__TEXT PROVIDED__

┄┄┄┄┄┄┄┄┄┄┄┄┄┄┄┄┄┄┄┄

Elymus s.s. (StH) occurs mainly in temperate areas in the northern and southern hemispheres from sea level up to 5 000 m in altitude (Dewey 1984; Löve 1984). The StH genome group contains approximately 50 species and is diverse in habitat preference and morphology (Sun and Salomon 2009). The genus is divided into mainly a boreal and temperate Eurasia-North American disjunction and a South American-North American disjunction (Thorne 1972). The relationships between these two disjunctions are not fully known. The main species diversity occurs in the northern hemisphere, but a high diversity can also be found in southern South America, especially in Chile and Argentina (Seberg and Petersen 1998, Leo et al. unpublished). Two species are circumpolar, E. alaskanus and E. macrourus, occurring in both North America and Eurasia. Also, Esibiricus and E. trachycaulus are often considered circumpolar (Baum et al. 2016), though Esibiricus in North America is probably recently introduced (Bennett 2006), and the main distribution of E. trachycaulus is in North America with only E. trachycaulus ssp. novae-angliae occurring in eastern Russia (Peschkova 1990).

Most research of the genetic relationships in Elymus include a small set of loci. This approach is limited by the risk of insufficient information and confusing results, especially in recently diverged lineages where incomplete lineage sorting and/or ongoing hybridization cause conflicting gene-trees (Choi et al. 2019). DArTseqLD™ is a high-throughput genotyping-by-sequencing platform using restriction enzymes to reduce genome complexity and sequencing of the restriction fragments to gain a large number of SNPs (Single Nuclear Polymorphisms) covering the whole genome (Jaccoud et al. 2001; Sansaloni et al. 2011). The technique has become popular for investigating diversity and phylogeny because of its cost efficiency, the high gain of informative and genome-wide molecular markers, and publicly available bioinformatics pipelines without the need of a reference genome.

The objectives of the present study were to investigate the genetic structure, geographic patterns of diversity, and the phylogeny within Elymus s.s. (StH). A clear genetic structure of the genus is important for the future establishment of a more robust circumscription and classification of the genus as well as a framework for further interspecific and population research. Additional objectives were to investigate the potential differentiation in parental origin within the StH combination and the relationships between the two disjunctions (North America-South America and America-Eurasia).

┄┄┄┄┄┄┄┄┄┄┄┄┄┄┄┄┄┄┄┄

__DATA TO EXAMINE__
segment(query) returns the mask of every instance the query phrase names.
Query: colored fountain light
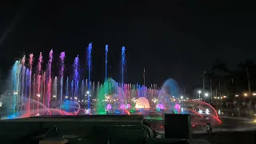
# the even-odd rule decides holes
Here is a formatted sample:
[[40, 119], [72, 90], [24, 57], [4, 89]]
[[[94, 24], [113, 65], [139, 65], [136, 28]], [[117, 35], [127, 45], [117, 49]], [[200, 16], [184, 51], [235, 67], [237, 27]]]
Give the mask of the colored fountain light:
[[163, 104], [157, 104], [156, 108], [159, 110], [165, 110], [165, 106]]
[[131, 108], [131, 106], [130, 106], [129, 103], [127, 103], [126, 108], [127, 108], [127, 109], [130, 109], [130, 108]]
[[122, 105], [120, 106], [120, 109], [126, 109], [126, 105], [125, 105], [125, 104], [122, 104]]
[[179, 104], [176, 104], [174, 107], [176, 110], [180, 110], [182, 106]]
[[106, 105], [106, 109], [107, 109], [107, 110], [112, 109], [111, 104], [107, 104], [107, 105]]
[[150, 102], [145, 97], [141, 97], [137, 99], [135, 108], [136, 109], [150, 109]]
[[[80, 68], [78, 55], [74, 58], [70, 74], [66, 74], [68, 71], [66, 70], [71, 70], [71, 66], [66, 67], [67, 66], [64, 63], [65, 52], [62, 52], [56, 62], [55, 60], [54, 62], [54, 53], [51, 50], [46, 62], [45, 62], [46, 60], [43, 61], [42, 54], [40, 53], [39, 57], [37, 57], [38, 60], [34, 62], [36, 66], [33, 66], [34, 54], [30, 54], [28, 64], [26, 63], [26, 57], [23, 56], [20, 60], [15, 62], [12, 70], [11, 86], [7, 94], [4, 94], [4, 98], [2, 98], [4, 99], [1, 102], [2, 106], [5, 106], [5, 103], [11, 106], [8, 111], [11, 113], [7, 114], [6, 118], [25, 118], [35, 115], [106, 114], [106, 111], [109, 110], [118, 110], [119, 114], [130, 114], [130, 112], [137, 113], [138, 109], [142, 111], [149, 111], [150, 110], [142, 109], [150, 107], [165, 110], [173, 110], [175, 108], [182, 113], [190, 111], [202, 115], [194, 110], [186, 107], [182, 108], [179, 104], [176, 104], [177, 101], [175, 102], [174, 98], [178, 98], [180, 96], [180, 90], [178, 83], [174, 79], [167, 79], [161, 90], [157, 85], [145, 86], [138, 83], [125, 83], [125, 47], [122, 47], [121, 50], [122, 79], [119, 82], [107, 78], [107, 45], [105, 47], [106, 65], [105, 78], [102, 78], [103, 83], [91, 81], [93, 74], [91, 43], [89, 44], [86, 51], [87, 67]], [[54, 72], [52, 72], [52, 65], [56, 70]], [[182, 99], [185, 98], [182, 98]], [[197, 102], [190, 100], [186, 102]], [[212, 107], [202, 102], [198, 102], [206, 106], [206, 110], [200, 107], [201, 110], [207, 111], [206, 113], [209, 113], [210, 115], [214, 114], [215, 111]]]

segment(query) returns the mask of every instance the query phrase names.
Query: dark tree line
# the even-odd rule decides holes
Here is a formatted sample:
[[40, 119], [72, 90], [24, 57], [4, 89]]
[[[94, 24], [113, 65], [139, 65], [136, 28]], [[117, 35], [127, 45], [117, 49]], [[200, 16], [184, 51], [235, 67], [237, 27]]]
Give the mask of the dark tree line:
[[225, 95], [232, 99], [235, 95], [242, 97], [246, 94], [244, 98], [250, 99], [252, 93], [256, 93], [254, 74], [256, 65], [253, 60], [239, 63], [234, 70], [229, 70], [226, 63], [215, 60], [212, 69], [202, 74], [202, 85], [213, 98]]

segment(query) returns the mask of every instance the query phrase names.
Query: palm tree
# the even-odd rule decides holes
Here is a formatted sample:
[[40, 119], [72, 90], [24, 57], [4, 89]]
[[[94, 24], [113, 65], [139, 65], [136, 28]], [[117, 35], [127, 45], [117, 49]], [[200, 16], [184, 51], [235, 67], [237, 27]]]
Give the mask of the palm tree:
[[218, 70], [218, 90], [219, 90], [219, 96], [222, 96], [221, 92], [221, 73], [222, 72], [228, 72], [228, 68], [224, 62], [219, 62], [218, 59], [215, 60], [215, 62], [212, 67], [212, 70]]
[[252, 100], [252, 95], [250, 92], [250, 71], [256, 68], [256, 65], [251, 59], [247, 59], [244, 62], [238, 64], [242, 70], [246, 70], [247, 74], [247, 84], [248, 84], [248, 96], [250, 97], [250, 101]]

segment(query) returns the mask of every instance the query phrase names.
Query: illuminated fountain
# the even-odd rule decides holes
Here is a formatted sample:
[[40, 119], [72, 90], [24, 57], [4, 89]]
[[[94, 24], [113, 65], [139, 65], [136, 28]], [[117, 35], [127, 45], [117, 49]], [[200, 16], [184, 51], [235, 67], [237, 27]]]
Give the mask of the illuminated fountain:
[[[75, 57], [73, 73], [70, 76], [65, 74], [66, 54], [62, 52], [57, 61], [58, 70], [52, 73], [54, 53], [49, 53], [48, 62], [43, 62], [42, 53], [36, 61], [36, 69], [33, 67], [34, 56], [30, 54], [28, 64], [26, 57], [14, 62], [11, 74], [11, 86], [2, 98], [2, 105], [6, 106], [6, 118], [24, 118], [39, 115], [77, 115], [77, 114], [106, 114], [106, 111], [119, 110], [120, 114], [130, 114], [138, 109], [157, 109], [164, 112], [178, 114], [196, 114], [204, 115], [202, 111], [218, 118], [214, 109], [202, 102], [180, 101], [178, 83], [174, 79], [167, 79], [161, 90], [157, 85], [148, 87], [139, 84], [125, 83], [124, 73], [126, 65], [125, 47], [122, 47], [121, 82], [107, 78], [107, 52], [105, 50], [104, 83], [90, 80], [92, 44], [87, 48], [88, 76], [82, 79], [80, 73], [78, 56]], [[43, 65], [46, 65], [44, 70]], [[27, 67], [26, 67], [27, 66]], [[34, 66], [35, 67], [35, 66]], [[80, 75], [82, 75], [80, 77]], [[188, 106], [194, 105], [197, 109]], [[199, 105], [196, 105], [199, 103]], [[199, 110], [199, 109], [201, 110]], [[122, 112], [122, 113], [121, 113]], [[131, 112], [132, 113], [132, 112]], [[161, 113], [161, 111], [158, 111]], [[200, 114], [202, 113], [202, 114]]]

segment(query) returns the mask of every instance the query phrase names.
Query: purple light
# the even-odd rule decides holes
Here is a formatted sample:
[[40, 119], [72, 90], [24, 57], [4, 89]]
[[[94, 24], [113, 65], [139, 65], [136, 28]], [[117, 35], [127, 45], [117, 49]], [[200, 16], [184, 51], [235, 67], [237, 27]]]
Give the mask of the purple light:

┄┄┄┄┄┄┄┄┄┄┄┄┄┄┄┄┄┄┄┄

__AIM OF THE EXERCISE__
According to the text on Elymus, approximately how many species does the StH genome group contain? The material comes from a different source than the text on Elymus.

__EXERCISE RESPONSE__
Approximately 50 species.